(EXTRACTED MATERIAL begins)

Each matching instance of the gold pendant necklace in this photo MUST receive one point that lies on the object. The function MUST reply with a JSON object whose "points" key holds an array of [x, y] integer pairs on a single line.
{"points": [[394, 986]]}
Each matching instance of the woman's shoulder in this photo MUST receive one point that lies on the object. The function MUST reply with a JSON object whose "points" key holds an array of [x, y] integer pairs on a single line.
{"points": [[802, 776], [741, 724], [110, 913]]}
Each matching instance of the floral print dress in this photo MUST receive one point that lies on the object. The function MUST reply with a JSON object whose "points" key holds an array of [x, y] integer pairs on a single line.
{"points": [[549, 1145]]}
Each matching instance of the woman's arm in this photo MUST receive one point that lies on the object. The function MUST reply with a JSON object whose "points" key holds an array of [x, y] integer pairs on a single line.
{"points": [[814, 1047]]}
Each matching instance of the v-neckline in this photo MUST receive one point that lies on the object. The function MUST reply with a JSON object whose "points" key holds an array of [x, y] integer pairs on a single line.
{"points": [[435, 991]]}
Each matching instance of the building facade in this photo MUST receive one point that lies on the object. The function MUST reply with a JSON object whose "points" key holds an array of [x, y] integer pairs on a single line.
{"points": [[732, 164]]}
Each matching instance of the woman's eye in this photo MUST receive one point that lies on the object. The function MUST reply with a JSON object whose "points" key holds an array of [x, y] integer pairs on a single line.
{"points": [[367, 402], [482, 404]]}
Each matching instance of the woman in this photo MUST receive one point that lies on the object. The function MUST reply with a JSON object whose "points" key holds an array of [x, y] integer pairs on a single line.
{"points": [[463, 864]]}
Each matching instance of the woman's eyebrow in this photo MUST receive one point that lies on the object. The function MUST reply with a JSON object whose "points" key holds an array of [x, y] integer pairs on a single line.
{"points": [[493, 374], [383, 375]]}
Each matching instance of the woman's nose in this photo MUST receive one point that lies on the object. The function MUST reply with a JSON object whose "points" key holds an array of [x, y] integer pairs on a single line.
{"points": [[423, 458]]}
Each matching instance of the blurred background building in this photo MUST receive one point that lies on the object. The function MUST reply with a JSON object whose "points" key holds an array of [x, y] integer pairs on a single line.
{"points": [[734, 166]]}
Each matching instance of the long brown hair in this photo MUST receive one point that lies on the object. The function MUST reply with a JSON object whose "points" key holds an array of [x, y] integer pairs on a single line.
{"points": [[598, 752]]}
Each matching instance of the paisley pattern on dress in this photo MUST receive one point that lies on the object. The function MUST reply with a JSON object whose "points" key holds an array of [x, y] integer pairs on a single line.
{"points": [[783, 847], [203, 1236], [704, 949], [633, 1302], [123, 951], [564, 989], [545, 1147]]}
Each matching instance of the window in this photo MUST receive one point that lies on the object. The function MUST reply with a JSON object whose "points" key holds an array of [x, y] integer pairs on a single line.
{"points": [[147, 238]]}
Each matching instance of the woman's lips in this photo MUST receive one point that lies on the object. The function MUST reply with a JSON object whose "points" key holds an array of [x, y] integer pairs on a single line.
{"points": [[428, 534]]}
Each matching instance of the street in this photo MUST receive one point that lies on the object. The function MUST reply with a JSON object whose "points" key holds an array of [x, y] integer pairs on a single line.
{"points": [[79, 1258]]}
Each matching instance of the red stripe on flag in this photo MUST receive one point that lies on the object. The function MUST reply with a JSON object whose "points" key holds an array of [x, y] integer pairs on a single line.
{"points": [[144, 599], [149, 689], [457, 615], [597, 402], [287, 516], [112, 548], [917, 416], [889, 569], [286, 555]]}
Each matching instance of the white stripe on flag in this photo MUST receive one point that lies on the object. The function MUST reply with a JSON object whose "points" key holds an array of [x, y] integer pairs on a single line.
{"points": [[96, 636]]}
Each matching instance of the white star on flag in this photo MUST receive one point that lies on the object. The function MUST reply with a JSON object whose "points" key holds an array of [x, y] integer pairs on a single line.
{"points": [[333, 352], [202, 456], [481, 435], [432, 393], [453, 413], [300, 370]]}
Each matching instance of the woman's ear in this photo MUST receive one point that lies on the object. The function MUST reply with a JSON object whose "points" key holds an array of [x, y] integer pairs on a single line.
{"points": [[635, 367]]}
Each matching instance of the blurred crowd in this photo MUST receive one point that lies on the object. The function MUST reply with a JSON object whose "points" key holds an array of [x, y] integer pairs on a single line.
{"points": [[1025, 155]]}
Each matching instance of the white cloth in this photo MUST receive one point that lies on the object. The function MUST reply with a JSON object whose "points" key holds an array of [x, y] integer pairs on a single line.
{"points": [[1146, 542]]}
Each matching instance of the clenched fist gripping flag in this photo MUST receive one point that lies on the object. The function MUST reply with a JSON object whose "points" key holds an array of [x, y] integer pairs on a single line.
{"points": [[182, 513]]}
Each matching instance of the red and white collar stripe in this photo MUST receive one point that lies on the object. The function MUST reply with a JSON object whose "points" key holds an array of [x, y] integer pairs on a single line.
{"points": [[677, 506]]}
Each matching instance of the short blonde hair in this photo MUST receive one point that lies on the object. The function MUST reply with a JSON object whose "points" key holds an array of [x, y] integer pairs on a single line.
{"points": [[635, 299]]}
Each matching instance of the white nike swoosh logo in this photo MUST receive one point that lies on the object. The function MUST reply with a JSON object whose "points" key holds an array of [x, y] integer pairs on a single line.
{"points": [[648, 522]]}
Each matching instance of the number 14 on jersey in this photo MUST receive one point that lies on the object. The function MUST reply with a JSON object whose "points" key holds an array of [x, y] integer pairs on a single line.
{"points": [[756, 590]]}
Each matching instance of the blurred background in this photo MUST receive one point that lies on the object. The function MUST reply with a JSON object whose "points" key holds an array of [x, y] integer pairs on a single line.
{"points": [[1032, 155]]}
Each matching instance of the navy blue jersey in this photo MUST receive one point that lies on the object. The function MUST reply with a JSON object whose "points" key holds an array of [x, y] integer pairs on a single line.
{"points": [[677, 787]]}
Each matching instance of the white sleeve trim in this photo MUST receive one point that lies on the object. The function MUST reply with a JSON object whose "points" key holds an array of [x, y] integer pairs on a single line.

(EXTRACTED MATERIAL ends)

TASK STATEMENT »
Please write out the records from above, keeping every line exact.

SOLVED EXERCISE »
Each matching instance of the gold pendant necklace in this photo MUST receive one point that lies on the object. The function MUST reply with a JSON object whose "points" key holds an array of [x, y] integer pairs on a single line.
{"points": [[394, 986]]}
Each matching instance of the woman's shoulder in this photo MUST receive one point that lies on the object. The function MUST reply with a JSON object whose "points" key holds an array of [x, y] integer pairs on a single line.
{"points": [[802, 776], [741, 724], [110, 913]]}
Each matching instance of the floral print dress in this photo MUST receive one point that lies on the object. The function MUST reply with a JSON object whose "points" key holds an array of [x, y] integer pairs on a single line.
{"points": [[549, 1145]]}
Each matching instance of the woman's arm in this photo MUST receive one point that lies on the object. The function MUST reply with a JSON object whose "points" key holds an array of [x, y] integer pairs on a single line.
{"points": [[814, 1047]]}
Each matching instance of the v-neckline in this photo MUST receive one point that lies on the object. The function MUST reply with a JSON object whose "points" key holds an array of [x, y] integer pairs on a single line.
{"points": [[435, 991]]}
Each matching instance of the building facade in this photo MUST receive one point that lies on the object. The function MUST reply with a JSON object whose "points" key holds an array of [x, y] integer pairs on a single line.
{"points": [[732, 164]]}
Each matching instance of the woman's eye in this photo MUST receive one point that lies on the object. The function MUST reply with a JSON object whose "points" key holds an array of [x, y] integer pairs on a single line.
{"points": [[367, 402], [482, 404]]}
Each matching instance of the woman in this photo MUST receive one point that lies on the object. The function MUST reply with a JSON object whose "points" key holds an array of [x, y] integer pairs on a single line.
{"points": [[463, 864]]}
Each matching instance of the woman's eyebrow in this photo MUST receive one point that lies on the object. The function MUST reply with a JSON object whose "points" key holds an array of [x, y] integer pairs on a single line.
{"points": [[493, 374], [383, 375]]}
Each matching instance of the woman's nose in this photo MUST receive one point that lies on the object. The function MUST reply with a JSON object whose "points" key holds an array of [x, y] integer pairs on a single line.
{"points": [[423, 458]]}
Each matching instance of the blurred background building in this photo MUST receive one point that lies on the object. The function MUST reply with a JSON object whose "points" key holds an array of [x, y] integer pairs on a single line.
{"points": [[734, 166]]}
Each matching instance of the long brown hair in this photo MUST receive one point that lies on the object. The function MUST reply with a JSON object whose "points" key holds an array of [x, y] integer pairs on a single line.
{"points": [[598, 752]]}
Each matching instance of the paisley pattern on dress in this photo MUST receive one point that lies on the object. The function MUST reply with a JSON object whose "points" key holds an array of [x, y] integer pairs on a single line.
{"points": [[783, 847], [203, 1236], [704, 949], [633, 1302], [123, 951], [564, 989], [545, 1147]]}
Each matching instance of the window in this photo MUST receive one point that lies on the object. The function MUST reply with a JSON object whose "points" key holds an array of [x, y] integer pairs on a single line.
{"points": [[147, 238]]}
Each matching instance of the woman's lips in this photo MUST receive one point that lies on the object. The function MUST reply with a JSON object whose "points" key holds an array of [x, y] integer pairs on a single line.
{"points": [[428, 534]]}
Each matching instance of the street in this photo MUST receive one point that lies on the object. The function MUST reply with a JSON object whose "points" key holds an array of [x, y] integer pairs on a single line.
{"points": [[79, 1258]]}
Each matching instance of the red stripe on flag in this photo MUST receive one point that lies on the object. The function MUST reply with a JSON object whose "points" key holds an array of [x, y] integer pairs on a single line.
{"points": [[144, 599], [149, 689], [457, 615], [597, 402], [287, 516], [112, 548], [917, 416], [889, 569], [286, 555]]}
Each matching instance of the white stripe on flag in this photo MUST receive one point that lies on the object. The function MUST reply with a JSON object whose "points" key holds an array of [x, y] integer pairs on a single line.
{"points": [[96, 636]]}
Each matching instance of the white star on flag in this photo MUST receive one point that lies on the object. The function MUST reply with a JSON object whose "points" key holds an array of [x, y] integer pairs on a single line.
{"points": [[333, 352], [202, 456], [481, 435], [432, 393], [453, 413], [300, 370]]}
Each matching instance of the woman's ear in this photo MUST receive one point that lies on the object. The function MUST reply with a JSON object whose "points" key holds an array of [x, y] integer pairs on a single line.
{"points": [[635, 367]]}
Each matching instance of the blurred crowd in this photo MUST receive one point that lies on the object. The function MUST reply with a JSON object whose "points" key holds an array of [x, y] integer pairs on a single line.
{"points": [[1025, 155]]}
Each matching instance of the white cloth in this photo MUST receive one point that lies on the object. The function MUST reply with a JSON object whose "points" key holds an array of [x, y] integer pairs on a single line.
{"points": [[1146, 542]]}
Each matching instance of the clenched fist gripping flag in this photo MUST receive one point that lies on the object. The function MUST reply with a JSON object whose "points" key holds an array of [x, y] integer pairs on a single line.
{"points": [[182, 513]]}
Each matching instance of the red and white collar stripe in this photo MUST receive one point that lies on the object. The function MUST reply with a JSON object whose "points" key holds an array of [x, y] integer pairs on a single line.
{"points": [[677, 506]]}
Each matching instance of the short blonde hair in this photo MUST receive one point that lies on the object. The function MUST reply with a JSON object whose "points" key holds an array of [x, y] integer pairs on a single line.
{"points": [[635, 299]]}
Each matching instance of the white nike swoosh logo in this photo MUST receive one point that lies on the object. The function MUST reply with a JSON object whose "points" key holds an array of [x, y] integer pairs on a single line.
{"points": [[648, 522]]}
Each matching instance of the number 14 on jersey in this photo MUST receive one point that lies on the object. The function MUST reply with a JSON object whose "points" key holds an array of [x, y] integer pairs on a single line.
{"points": [[756, 590]]}
Each matching instance of the blurred background in this photo MUST receive one point that lies on the object. The function MUST reply with a JSON object whose "points" key holds an array of [x, y] integer pairs on a single line.
{"points": [[1032, 155]]}
Each matching instance of the navy blue jersey in this photo MUST receive one point that lies on the object. The function MUST reply with a JSON object whose "points" key holds an array of [x, y] integer pairs on a single line.
{"points": [[677, 787]]}
Each matching instance of the white sleeve trim in this photo MUST receive one point that lies on the object. The function MUST reply with a JSON object whose "points" key holds an array of [x, y] integer pairs on a single line.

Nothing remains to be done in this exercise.